:: Activity ::
Type out the listing again, exactly, with every line included.

---+---

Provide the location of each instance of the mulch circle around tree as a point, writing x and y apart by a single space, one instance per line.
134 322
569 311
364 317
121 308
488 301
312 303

---+---

:: Task solution ::
Provide the location of each instance of the mulch circle around tree as a point, writing x and y apart by a single space, one instance per line.
134 322
569 311
364 317
121 308
488 301
312 303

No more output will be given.